Please give the listing again in its entirety, exactly as written.

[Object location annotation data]
■ ■ ■ ■
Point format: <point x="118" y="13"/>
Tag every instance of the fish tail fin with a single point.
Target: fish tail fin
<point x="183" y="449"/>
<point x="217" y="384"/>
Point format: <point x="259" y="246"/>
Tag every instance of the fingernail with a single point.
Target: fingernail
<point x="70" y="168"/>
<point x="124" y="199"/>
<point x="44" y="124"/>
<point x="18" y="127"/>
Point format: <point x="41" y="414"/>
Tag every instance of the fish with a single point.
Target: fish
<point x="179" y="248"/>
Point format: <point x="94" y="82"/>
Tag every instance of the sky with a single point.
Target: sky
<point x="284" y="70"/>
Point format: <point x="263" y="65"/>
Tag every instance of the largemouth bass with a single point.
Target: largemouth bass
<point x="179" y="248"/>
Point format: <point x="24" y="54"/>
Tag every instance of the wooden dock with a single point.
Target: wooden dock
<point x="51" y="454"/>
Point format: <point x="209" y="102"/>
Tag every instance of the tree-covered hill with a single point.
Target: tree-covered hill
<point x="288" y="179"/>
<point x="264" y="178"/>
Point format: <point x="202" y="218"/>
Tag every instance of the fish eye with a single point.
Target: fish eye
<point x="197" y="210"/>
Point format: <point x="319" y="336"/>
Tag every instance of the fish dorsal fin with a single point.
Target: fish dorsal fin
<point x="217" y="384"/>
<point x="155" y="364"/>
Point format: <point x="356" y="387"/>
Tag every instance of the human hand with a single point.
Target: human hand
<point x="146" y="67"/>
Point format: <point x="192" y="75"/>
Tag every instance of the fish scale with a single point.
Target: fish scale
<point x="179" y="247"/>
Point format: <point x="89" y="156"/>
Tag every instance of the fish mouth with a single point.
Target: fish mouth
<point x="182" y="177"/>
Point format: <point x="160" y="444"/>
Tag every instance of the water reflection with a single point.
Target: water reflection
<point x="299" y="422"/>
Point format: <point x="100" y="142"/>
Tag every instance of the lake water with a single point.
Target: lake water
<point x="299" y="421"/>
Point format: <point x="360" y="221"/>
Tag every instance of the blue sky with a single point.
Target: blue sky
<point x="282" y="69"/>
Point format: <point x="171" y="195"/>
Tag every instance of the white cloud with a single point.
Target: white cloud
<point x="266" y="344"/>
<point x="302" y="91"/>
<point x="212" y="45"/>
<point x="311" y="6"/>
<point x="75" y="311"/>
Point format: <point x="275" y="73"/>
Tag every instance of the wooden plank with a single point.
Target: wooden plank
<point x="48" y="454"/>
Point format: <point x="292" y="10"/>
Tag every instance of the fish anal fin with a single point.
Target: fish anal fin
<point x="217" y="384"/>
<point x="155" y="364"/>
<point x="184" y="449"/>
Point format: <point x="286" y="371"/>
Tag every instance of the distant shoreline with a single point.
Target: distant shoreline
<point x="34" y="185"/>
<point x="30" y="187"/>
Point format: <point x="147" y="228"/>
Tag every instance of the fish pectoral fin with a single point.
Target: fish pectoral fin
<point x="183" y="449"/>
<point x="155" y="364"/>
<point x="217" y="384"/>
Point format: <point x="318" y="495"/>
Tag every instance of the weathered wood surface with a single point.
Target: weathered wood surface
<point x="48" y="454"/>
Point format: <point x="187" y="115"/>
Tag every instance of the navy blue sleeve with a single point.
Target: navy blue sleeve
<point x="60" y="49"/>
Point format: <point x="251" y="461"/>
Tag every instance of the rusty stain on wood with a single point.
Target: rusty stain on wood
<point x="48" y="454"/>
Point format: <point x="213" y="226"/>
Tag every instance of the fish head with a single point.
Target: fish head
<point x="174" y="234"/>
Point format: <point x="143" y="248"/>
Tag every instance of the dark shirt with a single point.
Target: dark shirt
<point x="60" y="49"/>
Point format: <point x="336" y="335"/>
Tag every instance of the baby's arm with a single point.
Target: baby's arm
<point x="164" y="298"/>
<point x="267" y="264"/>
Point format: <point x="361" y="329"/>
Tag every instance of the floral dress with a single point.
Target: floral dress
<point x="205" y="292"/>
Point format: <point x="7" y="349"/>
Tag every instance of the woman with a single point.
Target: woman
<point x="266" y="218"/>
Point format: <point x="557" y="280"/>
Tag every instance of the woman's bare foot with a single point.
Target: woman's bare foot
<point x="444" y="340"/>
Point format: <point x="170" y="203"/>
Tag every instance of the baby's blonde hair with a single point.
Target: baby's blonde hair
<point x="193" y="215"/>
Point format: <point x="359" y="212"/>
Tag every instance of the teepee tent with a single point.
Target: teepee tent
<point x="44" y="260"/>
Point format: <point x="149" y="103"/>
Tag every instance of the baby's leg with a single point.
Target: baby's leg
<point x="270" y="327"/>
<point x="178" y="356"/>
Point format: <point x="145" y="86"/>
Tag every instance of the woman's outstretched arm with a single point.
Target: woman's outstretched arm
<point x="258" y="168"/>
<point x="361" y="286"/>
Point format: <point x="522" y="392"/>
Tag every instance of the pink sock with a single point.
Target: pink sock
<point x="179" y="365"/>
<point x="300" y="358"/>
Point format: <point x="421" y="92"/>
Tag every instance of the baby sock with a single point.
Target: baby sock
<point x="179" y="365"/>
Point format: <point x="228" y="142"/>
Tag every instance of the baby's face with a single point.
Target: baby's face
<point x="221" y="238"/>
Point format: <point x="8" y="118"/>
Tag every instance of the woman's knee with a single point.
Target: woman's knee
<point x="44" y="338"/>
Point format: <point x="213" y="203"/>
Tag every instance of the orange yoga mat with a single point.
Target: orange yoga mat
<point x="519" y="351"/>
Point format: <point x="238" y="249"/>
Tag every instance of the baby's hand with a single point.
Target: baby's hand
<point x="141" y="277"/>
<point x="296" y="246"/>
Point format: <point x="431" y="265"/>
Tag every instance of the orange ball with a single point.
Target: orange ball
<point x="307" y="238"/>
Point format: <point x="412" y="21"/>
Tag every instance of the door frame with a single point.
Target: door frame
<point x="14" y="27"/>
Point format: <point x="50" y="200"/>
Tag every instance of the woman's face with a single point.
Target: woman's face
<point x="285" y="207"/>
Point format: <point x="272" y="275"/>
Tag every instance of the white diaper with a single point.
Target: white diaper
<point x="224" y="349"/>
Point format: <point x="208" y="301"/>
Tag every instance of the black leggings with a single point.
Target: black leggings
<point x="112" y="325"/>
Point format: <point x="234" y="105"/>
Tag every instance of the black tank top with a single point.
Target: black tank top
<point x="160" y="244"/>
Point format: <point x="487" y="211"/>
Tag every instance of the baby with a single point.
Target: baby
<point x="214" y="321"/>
■ ■ ■ ■
## Result of the exercise
Point format: <point x="118" y="13"/>
Tag every instance of the fish tail fin with a single point.
Target: fish tail fin
<point x="183" y="449"/>
<point x="217" y="384"/>
Point format: <point x="259" y="246"/>
Tag every instance of the fingernail with a single point.
Target: fingernail
<point x="70" y="168"/>
<point x="124" y="199"/>
<point x="44" y="124"/>
<point x="18" y="127"/>
Point format: <point x="41" y="414"/>
Tag every instance of the fish with a single point.
Target: fish
<point x="179" y="248"/>
Point format: <point x="94" y="82"/>
Tag every instance of the sky with a single point.
Target: sky
<point x="284" y="70"/>
Point format: <point x="263" y="65"/>
Tag every instance of the largemouth bass with a single point.
Target: largemouth bass
<point x="179" y="248"/>
Point format: <point x="24" y="54"/>
Tag every instance of the wooden dock with a single point.
Target: wooden dock
<point x="51" y="454"/>
Point format: <point x="209" y="102"/>
Tag every instance of the tree-covered hill with a single point.
Target: tree-covered hill
<point x="288" y="179"/>
<point x="264" y="178"/>
Point format: <point x="202" y="218"/>
Tag every instance of the fish eye with a single point.
Target: fish eye
<point x="197" y="210"/>
Point format: <point x="319" y="336"/>
Tag every instance of the fish dorsal fin with a single point.
Target: fish dorsal fin
<point x="217" y="384"/>
<point x="155" y="364"/>
Point format: <point x="356" y="387"/>
Tag every instance of the human hand with a single point.
Target: human hand
<point x="146" y="67"/>
Point format: <point x="192" y="75"/>
Tag every instance of the fish scale with a single point.
Target: fish scale
<point x="179" y="247"/>
Point format: <point x="89" y="156"/>
Tag every instance of the fish mouth with a single point.
Target: fish mouth
<point x="182" y="177"/>
Point format: <point x="160" y="444"/>
Tag every instance of the water reflection with a single point.
Target: water reflection
<point x="299" y="422"/>
Point format: <point x="100" y="142"/>
Tag every instance of the lake water with a single point.
Target: lake water
<point x="299" y="421"/>
Point format: <point x="360" y="221"/>
Tag every instance of the blue sky with a single point.
Target: blue sky
<point x="282" y="69"/>
Point format: <point x="171" y="195"/>
Tag every instance of the white cloud with a single point.
Target: white cloud
<point x="266" y="344"/>
<point x="302" y="91"/>
<point x="212" y="45"/>
<point x="311" y="6"/>
<point x="75" y="311"/>
Point format: <point x="275" y="73"/>
Tag every instance of the wooden plank with a single point.
Target: wooden plank
<point x="48" y="454"/>
Point format: <point x="292" y="10"/>
Tag every instance of the fish anal fin with a single point.
Target: fish anal fin
<point x="217" y="384"/>
<point x="155" y="364"/>
<point x="184" y="449"/>
Point format: <point x="286" y="371"/>
Tag every instance of the distant shoreline with a single point.
Target: distant shoreline
<point x="34" y="185"/>
<point x="30" y="187"/>
Point format: <point x="147" y="228"/>
Tag every instance of the fish pectoral fin with a single point.
Target: fish pectoral fin
<point x="183" y="449"/>
<point x="155" y="364"/>
<point x="217" y="384"/>
Point format: <point x="318" y="495"/>
Tag every instance of the weathered wood surface with a single point.
Target: weathered wood surface
<point x="48" y="454"/>
Point format: <point x="187" y="115"/>
Tag every instance of the navy blue sleeve with a single point.
Target: navy blue sleeve
<point x="60" y="49"/>
Point format: <point x="251" y="461"/>
Tag every instance of the rusty stain on wood with a single point.
Target: rusty stain on wood
<point x="48" y="454"/>
Point format: <point x="213" y="226"/>
Tag every instance of the fish head with a single point.
Target: fish head
<point x="174" y="234"/>
Point format: <point x="143" y="248"/>
Tag every instance of the dark shirt with a single point.
Target: dark shirt
<point x="60" y="49"/>
Point format: <point x="336" y="335"/>
Tag every instance of the baby's arm with a single point.
Target: baby's arm
<point x="164" y="298"/>
<point x="267" y="264"/>
Point format: <point x="361" y="329"/>
Tag every instance of the floral dress with a single point.
Target: floral dress
<point x="205" y="292"/>
Point format: <point x="7" y="349"/>
Tag every instance of the woman with a single point.
Target: woman
<point x="266" y="218"/>
Point format: <point x="557" y="280"/>
Tag every instance of the woman's bare foot with a single point.
Target: woman's bare foot
<point x="444" y="340"/>
Point format: <point x="170" y="203"/>
Tag every instance of the baby's blonde hair with a single point.
Target: baby's blonde hair
<point x="193" y="215"/>
Point format: <point x="359" y="212"/>
Tag every instance of the teepee tent with a single point.
Target: teepee tent
<point x="44" y="260"/>
Point format: <point x="149" y="103"/>
Tag every instance of the baby's leg with a single point.
Target: baby's leg
<point x="270" y="327"/>
<point x="178" y="356"/>
Point format: <point x="145" y="86"/>
Tag every instance of the woman's outstretched arm with a single point.
Target: woman's outstretched arm
<point x="258" y="168"/>
<point x="361" y="286"/>
Point format: <point x="522" y="392"/>
Tag every instance of the pink sock with a single point.
Target: pink sock
<point x="179" y="365"/>
<point x="300" y="358"/>
Point format: <point x="421" y="92"/>
Tag every instance of the baby sock with a single point.
Target: baby sock
<point x="179" y="365"/>
Point format: <point x="228" y="142"/>
Tag every instance of the baby's face with a single point.
Target: baby's face
<point x="221" y="238"/>
Point format: <point x="8" y="118"/>
Tag every instance of the woman's knee with a single point.
Target: woman's knee
<point x="44" y="338"/>
Point format: <point x="213" y="203"/>
Tag every instance of the orange yoga mat with a single point.
Target: orange yoga mat
<point x="519" y="351"/>
Point format: <point x="238" y="249"/>
Tag every instance of the baby's hand with a single point.
Target: baby's hand
<point x="141" y="277"/>
<point x="296" y="246"/>
Point format: <point x="431" y="265"/>
Tag every instance of the orange ball with a single point.
Target: orange ball
<point x="307" y="238"/>
Point format: <point x="412" y="21"/>
Tag every instance of the door frame with a single point.
Target: door frame
<point x="14" y="27"/>
Point format: <point x="50" y="200"/>
Tag every instance of the woman's face with a single point.
Target: woman's face
<point x="285" y="207"/>
Point format: <point x="272" y="275"/>
Tag every instance of the white diaper with a single point.
Target: white diaper
<point x="224" y="349"/>
Point format: <point x="208" y="301"/>
Tag every instance of the black leggings with a single point.
Target: black leggings
<point x="112" y="325"/>
Point format: <point x="234" y="105"/>
Tag every instance of the black tank top with a single point.
Target: black tank top
<point x="160" y="244"/>
Point format: <point x="487" y="211"/>
Tag every instance of the baby with a single point.
Target: baby
<point x="214" y="321"/>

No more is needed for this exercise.